**Passage to read**

Earlier this week, 3,000 marketing industry professionals gathered for LiveRamp’s RampUp conference at the Fairmont Hotel in San Francisco to discuss the latest marketing technology developments. One theme that stood out was that while marketers are making headway with advanced TV, it’s early days with TV ad innovations.

We predict that $2.54 billion will be spent on targeted, addressable TV ads in the US this year. But addressable accounts for just 3.7% of total TV ad spending.

On stage, marketers pointed to new types of TV ads as signs that the industry is moving forward. For instance, Fandango movie trailer ads allow users to purchase movie tickets through the ad. Coke ads have been targeted to include the name of the person viewing the ad on screen. Pringles overlaid QR codes onto ads to drive users to their online store.

These targeted and interactive TV ads are good fodder for conference presentations, but they remain experimental. The vast majority of the $70.83 billion that US advertisers will spend on TV this year still gets bought and sold through traditional methods.

During a session on connected TV ads, an audience member asked the panel why linear TV advertising hasn’t cratered since digital video advertising offers greater targeting and measurement. Kevin Arrix, senior vice president at Dish Media Sales, replied, “Linear TV hasn’t gone away because it works.”

**What is expected**
Can you carry on the passage about TV advertising at the RampUp conference, starting after its last sentence? The rows come from a separate source, unrelated to the conference passage.

**Data for analysis**

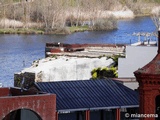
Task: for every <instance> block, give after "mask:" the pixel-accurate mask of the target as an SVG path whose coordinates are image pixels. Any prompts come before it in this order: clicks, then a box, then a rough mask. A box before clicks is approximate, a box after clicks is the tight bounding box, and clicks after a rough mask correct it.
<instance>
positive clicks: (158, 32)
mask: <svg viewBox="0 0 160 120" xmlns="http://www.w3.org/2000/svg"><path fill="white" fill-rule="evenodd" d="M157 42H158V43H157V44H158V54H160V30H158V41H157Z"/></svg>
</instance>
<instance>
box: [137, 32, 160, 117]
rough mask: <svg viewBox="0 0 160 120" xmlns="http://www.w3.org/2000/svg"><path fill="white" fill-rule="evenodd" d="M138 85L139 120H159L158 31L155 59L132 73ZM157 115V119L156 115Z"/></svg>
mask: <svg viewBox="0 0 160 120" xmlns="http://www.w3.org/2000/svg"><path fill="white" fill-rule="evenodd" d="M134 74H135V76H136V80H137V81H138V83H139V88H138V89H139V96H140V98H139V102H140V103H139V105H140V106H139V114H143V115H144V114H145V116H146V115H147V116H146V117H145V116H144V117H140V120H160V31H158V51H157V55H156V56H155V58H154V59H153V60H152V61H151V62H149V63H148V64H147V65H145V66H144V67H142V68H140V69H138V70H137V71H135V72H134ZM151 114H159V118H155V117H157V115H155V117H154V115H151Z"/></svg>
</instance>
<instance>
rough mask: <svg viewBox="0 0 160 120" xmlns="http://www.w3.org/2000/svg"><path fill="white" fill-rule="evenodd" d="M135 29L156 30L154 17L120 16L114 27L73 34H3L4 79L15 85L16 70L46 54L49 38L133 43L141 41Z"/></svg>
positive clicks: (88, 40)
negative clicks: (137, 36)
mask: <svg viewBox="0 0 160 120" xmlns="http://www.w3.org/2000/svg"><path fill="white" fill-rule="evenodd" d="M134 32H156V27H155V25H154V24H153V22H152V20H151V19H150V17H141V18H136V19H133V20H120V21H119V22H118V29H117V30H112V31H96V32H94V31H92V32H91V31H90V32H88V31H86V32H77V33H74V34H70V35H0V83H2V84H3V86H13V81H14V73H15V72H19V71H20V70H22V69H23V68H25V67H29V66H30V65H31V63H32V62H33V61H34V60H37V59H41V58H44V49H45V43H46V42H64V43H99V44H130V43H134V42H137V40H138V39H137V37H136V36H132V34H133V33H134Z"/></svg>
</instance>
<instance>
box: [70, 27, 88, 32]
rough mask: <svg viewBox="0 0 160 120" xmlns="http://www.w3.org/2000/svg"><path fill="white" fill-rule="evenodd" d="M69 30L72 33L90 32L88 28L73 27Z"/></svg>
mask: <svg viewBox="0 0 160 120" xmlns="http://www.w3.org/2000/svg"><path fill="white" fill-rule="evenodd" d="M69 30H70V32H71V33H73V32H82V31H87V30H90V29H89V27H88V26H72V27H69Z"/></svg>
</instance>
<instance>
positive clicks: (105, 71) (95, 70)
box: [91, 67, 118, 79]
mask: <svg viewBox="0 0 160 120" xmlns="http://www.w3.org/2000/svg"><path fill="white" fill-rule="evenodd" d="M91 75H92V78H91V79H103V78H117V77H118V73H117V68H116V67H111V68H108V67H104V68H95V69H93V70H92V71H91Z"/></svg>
==
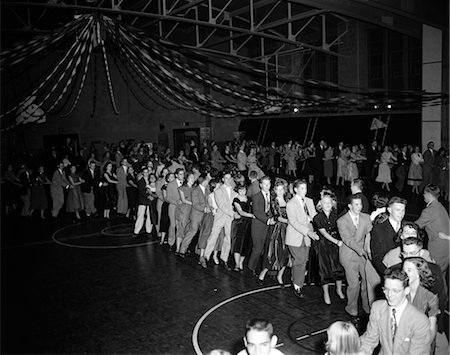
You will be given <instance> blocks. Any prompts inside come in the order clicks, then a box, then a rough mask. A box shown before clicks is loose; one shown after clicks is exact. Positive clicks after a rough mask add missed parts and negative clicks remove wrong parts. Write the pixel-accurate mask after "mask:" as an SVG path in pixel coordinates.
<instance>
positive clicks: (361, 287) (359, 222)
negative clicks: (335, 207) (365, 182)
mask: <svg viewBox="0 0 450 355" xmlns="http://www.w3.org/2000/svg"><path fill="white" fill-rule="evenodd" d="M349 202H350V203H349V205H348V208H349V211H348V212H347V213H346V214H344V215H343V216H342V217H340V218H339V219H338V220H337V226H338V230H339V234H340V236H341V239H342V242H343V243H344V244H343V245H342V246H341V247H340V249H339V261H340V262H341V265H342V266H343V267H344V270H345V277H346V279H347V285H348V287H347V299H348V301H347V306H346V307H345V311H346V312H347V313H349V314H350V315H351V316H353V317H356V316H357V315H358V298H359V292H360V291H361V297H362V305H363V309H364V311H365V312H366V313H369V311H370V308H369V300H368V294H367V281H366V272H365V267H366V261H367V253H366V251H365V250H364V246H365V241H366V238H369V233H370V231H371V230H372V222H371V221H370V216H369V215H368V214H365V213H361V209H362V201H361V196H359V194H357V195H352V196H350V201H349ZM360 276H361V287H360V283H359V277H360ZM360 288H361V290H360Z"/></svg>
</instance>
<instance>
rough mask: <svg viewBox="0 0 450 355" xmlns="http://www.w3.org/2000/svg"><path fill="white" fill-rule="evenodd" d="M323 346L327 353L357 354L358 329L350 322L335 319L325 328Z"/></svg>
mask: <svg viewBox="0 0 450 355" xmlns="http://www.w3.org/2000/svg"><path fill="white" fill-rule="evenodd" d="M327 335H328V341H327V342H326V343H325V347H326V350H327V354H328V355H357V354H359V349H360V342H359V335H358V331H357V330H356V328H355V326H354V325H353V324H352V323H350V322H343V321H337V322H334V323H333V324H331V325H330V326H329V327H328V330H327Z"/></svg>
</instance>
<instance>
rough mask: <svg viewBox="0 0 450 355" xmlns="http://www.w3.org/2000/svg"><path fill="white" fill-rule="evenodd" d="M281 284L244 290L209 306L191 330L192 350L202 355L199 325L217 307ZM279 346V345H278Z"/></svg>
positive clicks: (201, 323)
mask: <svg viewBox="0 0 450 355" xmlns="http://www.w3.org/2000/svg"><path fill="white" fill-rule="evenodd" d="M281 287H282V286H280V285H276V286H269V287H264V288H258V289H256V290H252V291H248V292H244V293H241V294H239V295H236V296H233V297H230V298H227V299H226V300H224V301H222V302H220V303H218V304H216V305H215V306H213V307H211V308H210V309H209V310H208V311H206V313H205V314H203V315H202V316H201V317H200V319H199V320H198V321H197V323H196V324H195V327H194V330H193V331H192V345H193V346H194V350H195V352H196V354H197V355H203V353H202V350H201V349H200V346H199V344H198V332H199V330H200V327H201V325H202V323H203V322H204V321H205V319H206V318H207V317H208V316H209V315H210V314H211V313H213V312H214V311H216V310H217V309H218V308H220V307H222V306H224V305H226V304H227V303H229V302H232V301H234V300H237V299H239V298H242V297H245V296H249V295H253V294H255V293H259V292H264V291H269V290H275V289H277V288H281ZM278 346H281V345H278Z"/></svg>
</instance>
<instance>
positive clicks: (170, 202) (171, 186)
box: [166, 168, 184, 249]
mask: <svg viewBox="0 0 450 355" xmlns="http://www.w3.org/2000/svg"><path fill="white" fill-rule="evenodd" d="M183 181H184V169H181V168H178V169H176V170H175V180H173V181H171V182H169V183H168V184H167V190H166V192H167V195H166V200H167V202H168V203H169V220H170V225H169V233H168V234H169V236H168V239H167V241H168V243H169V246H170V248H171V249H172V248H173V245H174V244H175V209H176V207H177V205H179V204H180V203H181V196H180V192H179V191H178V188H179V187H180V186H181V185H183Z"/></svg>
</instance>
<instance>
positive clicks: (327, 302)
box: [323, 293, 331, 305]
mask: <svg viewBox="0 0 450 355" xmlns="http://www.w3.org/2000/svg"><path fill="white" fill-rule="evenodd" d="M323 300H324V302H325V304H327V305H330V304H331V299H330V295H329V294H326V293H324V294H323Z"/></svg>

**Result**
While TV ad budgets have remained stable, advertisers are pushing the TV industry to offer better measurements that have more accountability. But several things need to happen before TV ads targeted at individuals become commonplace.

In order for addressable TV to account for a double-digit share of overall TV ad spend, TV’s ad delivery infrastructure needs to be upgraded, centralized and aggregated at a national scale and packaged with other data-enhanced products that combine linear TV inventory with over-the-top (OTT) video inventory, according to Dave Morgan, founder, CEO and chairman of TV ad targeting company Simulmedia.

The issues with scaling addressable TV have not dampened advertisers’ enthusiasm. Addressable TV ads was one of the new technologies that marketers expressed most interest in, according to a July 2018 poll of 250 marketing decision-makers by Street Fight.

“Agencies desperately need some advanced TV ad products today since their clients are demanding them and they want them to be more scaled than they are today,” Morgan said. “Very few folks really want to do the hard work of digging into the black boxes in the business and truly understand how they work.”

Tal Chalozin, co-founder and CTO of video ad platform Innovid, was more upbeat about TV advertising becoming more modernized. Chalozin acknowledged that targeted and interactive TV ads are more clunky than digital video ads. But he sees them as a harbinger of what’s to come.

“It’s early days of what [TV advertising] innovation will look like,” he said.